--- Listed entries ---
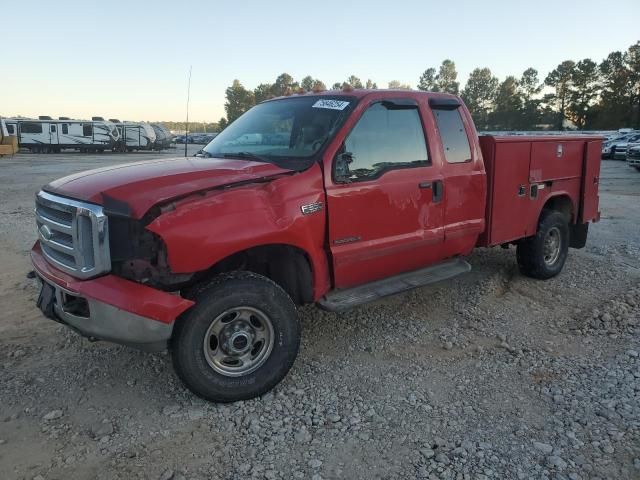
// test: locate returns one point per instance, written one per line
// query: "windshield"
(288, 131)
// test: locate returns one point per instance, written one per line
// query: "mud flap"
(46, 300)
(578, 235)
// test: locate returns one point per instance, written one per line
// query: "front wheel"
(543, 255)
(239, 340)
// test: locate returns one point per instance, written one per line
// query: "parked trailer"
(163, 136)
(8, 141)
(134, 136)
(46, 135)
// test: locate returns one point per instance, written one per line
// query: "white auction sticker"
(332, 104)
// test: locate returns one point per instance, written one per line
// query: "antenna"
(186, 133)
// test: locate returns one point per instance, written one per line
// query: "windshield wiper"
(202, 153)
(247, 156)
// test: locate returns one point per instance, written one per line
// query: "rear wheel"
(239, 340)
(543, 255)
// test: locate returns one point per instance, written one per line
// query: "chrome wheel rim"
(551, 246)
(238, 341)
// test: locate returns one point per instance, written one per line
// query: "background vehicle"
(374, 192)
(49, 135)
(619, 147)
(135, 136)
(8, 139)
(163, 137)
(633, 156)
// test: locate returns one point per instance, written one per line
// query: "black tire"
(533, 260)
(224, 293)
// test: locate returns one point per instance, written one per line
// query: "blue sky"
(131, 59)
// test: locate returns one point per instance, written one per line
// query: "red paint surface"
(123, 294)
(395, 226)
(142, 185)
(514, 161)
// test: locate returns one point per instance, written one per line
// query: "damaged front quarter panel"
(140, 255)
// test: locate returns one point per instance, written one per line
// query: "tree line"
(576, 94)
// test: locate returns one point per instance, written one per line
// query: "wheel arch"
(289, 266)
(561, 202)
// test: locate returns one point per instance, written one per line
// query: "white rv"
(163, 136)
(134, 136)
(49, 135)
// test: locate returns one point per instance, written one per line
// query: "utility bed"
(524, 171)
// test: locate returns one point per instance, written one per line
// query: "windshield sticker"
(331, 104)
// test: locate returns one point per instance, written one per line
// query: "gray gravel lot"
(491, 375)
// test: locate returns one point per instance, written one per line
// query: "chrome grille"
(74, 235)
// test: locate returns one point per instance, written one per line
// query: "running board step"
(340, 300)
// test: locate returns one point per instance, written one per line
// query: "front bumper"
(109, 307)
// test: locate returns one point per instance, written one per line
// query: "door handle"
(438, 191)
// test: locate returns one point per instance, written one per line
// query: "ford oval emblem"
(46, 232)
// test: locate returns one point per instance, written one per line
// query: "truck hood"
(132, 189)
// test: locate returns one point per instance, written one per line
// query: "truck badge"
(46, 232)
(311, 208)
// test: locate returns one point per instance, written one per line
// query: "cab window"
(387, 136)
(453, 135)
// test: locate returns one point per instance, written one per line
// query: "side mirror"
(341, 172)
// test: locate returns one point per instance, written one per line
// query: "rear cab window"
(388, 136)
(453, 135)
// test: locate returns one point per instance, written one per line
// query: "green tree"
(508, 105)
(479, 95)
(307, 83)
(633, 61)
(239, 100)
(263, 92)
(446, 80)
(561, 79)
(427, 82)
(355, 82)
(529, 88)
(319, 85)
(284, 84)
(584, 92)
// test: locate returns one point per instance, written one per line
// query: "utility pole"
(186, 133)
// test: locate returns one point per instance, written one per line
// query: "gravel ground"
(491, 375)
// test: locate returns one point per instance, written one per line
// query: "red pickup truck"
(336, 198)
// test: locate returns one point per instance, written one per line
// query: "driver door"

--- Your instructions ---
Could you set down every entry above exactly as it stands, with no images?

--- Response to this exercise ---
// test: locate returns one point per instance, written one per line
// query: "windshield"
(288, 131)
// test: locate returns one point per instance, written one per line
// query: "mud flap"
(46, 300)
(578, 235)
// test: locate returns one point per instance, written one per line
// query: "front wheel"
(543, 255)
(239, 340)
// test: locate returns one point per instance, written one per line
// query: "parked trailer"
(163, 136)
(8, 141)
(134, 136)
(46, 135)
// test: locate returns one point per instance, written one per line
// query: "white auction sticker"
(332, 104)
// test: locate returns one point per instance, written one per line
// query: "antenna"
(186, 133)
// test: locate returns one point per instance, written one per line
// query: "windshield wiper"
(202, 153)
(247, 156)
// test: locate returns one point per instance, written one per line
// query: "rear wheel"
(239, 340)
(543, 255)
// test: locate returns one point per instance, written one per line
// query: "chrome wheel rim"
(551, 246)
(238, 341)
// test: locate returns one point per instance, written one per line
// query: "background vehicle"
(374, 192)
(49, 135)
(619, 147)
(135, 136)
(8, 139)
(163, 137)
(633, 156)
// test: locate returns one point per instance, written one per line
// query: "black tire"
(533, 260)
(224, 293)
// test: locate returns one point per instance, written one per line
// query: "blue sky"
(131, 59)
// test: locate returns one point per instance, written one per line
// query: "red paint surface"
(123, 294)
(395, 226)
(142, 185)
(514, 161)
// test: locate returns one point per instance, written one per line
// query: "damaged front quarter panel"
(140, 255)
// test: locate returns one point per instance, written one per line
// query: "tree line"
(576, 94)
// test: locate returns one point per instance, written one per line
// query: "wheel arch"
(289, 266)
(561, 202)
// test: locate returns one point per instance, written one per line
// query: "white rv"
(163, 136)
(134, 136)
(49, 135)
// test: locate returns one point per instance, written one per line
// query: "utility bed"
(524, 171)
// test: locate returns one point per instance, written one per line
// query: "windshield sticker"
(331, 104)
// test: locate returns one point per instance, written one per line
// query: "gray gravel lot"
(491, 375)
// test: locate returns one point per instance, written one per line
// query: "chrome grille"
(74, 235)
// test: locate returns one point per instance, written one per line
// query: "running board step"
(340, 300)
// test: locate returns one point per instance, written one per line
// query: "front bumper"
(109, 307)
// test: locate returns one point per instance, written one per line
// query: "door handle"
(438, 191)
// test: locate returns one point per instance, written one per line
// query: "ford oval emblem"
(46, 232)
// test: locate returns one point per instance, written one per line
// query: "truck hood"
(132, 189)
// test: locate returns one point per instance, written one per line
// query: "truck badge"
(46, 232)
(311, 208)
// test: locate returns one point per instance, written one per line
// query: "cab window"
(387, 136)
(453, 135)
// test: locate returns one point per instance, written one per line
// query: "side mirror"
(341, 172)
// test: locate returns one point per instance, written one per line
// query: "rear cab window"
(388, 136)
(453, 135)
// test: locate returns one point per instance, written one per line
// query: "green tree"
(508, 105)
(479, 95)
(307, 83)
(633, 61)
(239, 100)
(263, 92)
(446, 80)
(561, 79)
(427, 82)
(355, 82)
(529, 88)
(319, 85)
(284, 84)
(584, 92)
// test: locate returns one point per instance, written one per line
// query: "utility pole"
(186, 133)
// test: locate returns one point per instance, written one per line
// query: "gravel ground"
(491, 375)
// test: locate returns one point per instance, written one per line
// query: "red pickup truck"
(336, 198)
// test: locate returns one point per instance, written one per line
// query: "driver door"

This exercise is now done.